Examples of the convoluted and irregular shapes found amongst pot cultures, but rarely in root organ cultures, of Rhizophagus intraradices spores. Scale bars: A = 250 μm; B, G = 200 μm; C–F, J = 100 μm; H–I = 150 μm.

Fig. 9.

Some of the variation among subtending hyphae of Rhizophagus intraradices. A. Parallel-sided, slightly flared proximally. B. Slightly recurved and narrowed at spore base. C. Gradually narrowing towards spore. D. Convoluted, branched. E. Short branch, narrowing towards spore. F. Funnel-shaped. G. Recurved, with tubaeform flare. H. Recurved, angular, flared. I. Laterally budded (lacking stalk). J. Swollen distally, tapering proximally. K. Recurved, angular with lateral peg. L. Flared, tapering slightly distally. M. Flared, tapering slightly proximally. N. Sharply recurved, expanded towards the spore base. O. Subangular, swollen and flared at the spore base. P. Thickened and constricted proximally. Q. Short branched, tubaeform. R. Tapering proximally, slightly flared, with septal occlusion. Scale bars = 20 μm.

• What to produce
Copy out the Rhizophagus intraradices figure captions above word for word, in full.

• Data below

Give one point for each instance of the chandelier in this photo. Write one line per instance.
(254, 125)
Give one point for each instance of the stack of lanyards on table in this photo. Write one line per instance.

• Task output
Examples of the convoluted and irregular shapes found amongst pot cultures, but rarely in root organ cultures, of Rhizophagus intraradices spores. Scale bars: A = 250 μm; B, G = 200 μm; C–F, J = 100 μm; H–I = 150 μm.

Fig. 9.

Some of the variation among subtending hyphae of Rhizophagus intraradices. A. Parallel-sided, slightly flared proximally. B. Slightly recurved and narrowed at spore base. C. Gradually narrowing towards spore. D. Convoluted, branched. E. Short branch, narrowing towards spore. F. Funnel-shaped. G. Recurved, with tubaeform flare. H. Recurved, angular, flared. I. Laterally budded (lacking stalk). J. Swollen distally, tapering proximally. K. Recurved, angular with lateral peg. L. Flared, tapering slightly distally. M. Flared, tapering slightly proximally. N. Sharply recurved, expanded towards the spore base. O. Subangular, swollen and flared at the spore base. P. Thickened and constricted proximally. Q. Short branched, tubaeform. R. Tapering proximally, slightly flared, with septal occlusion. Scale bars = 20 μm.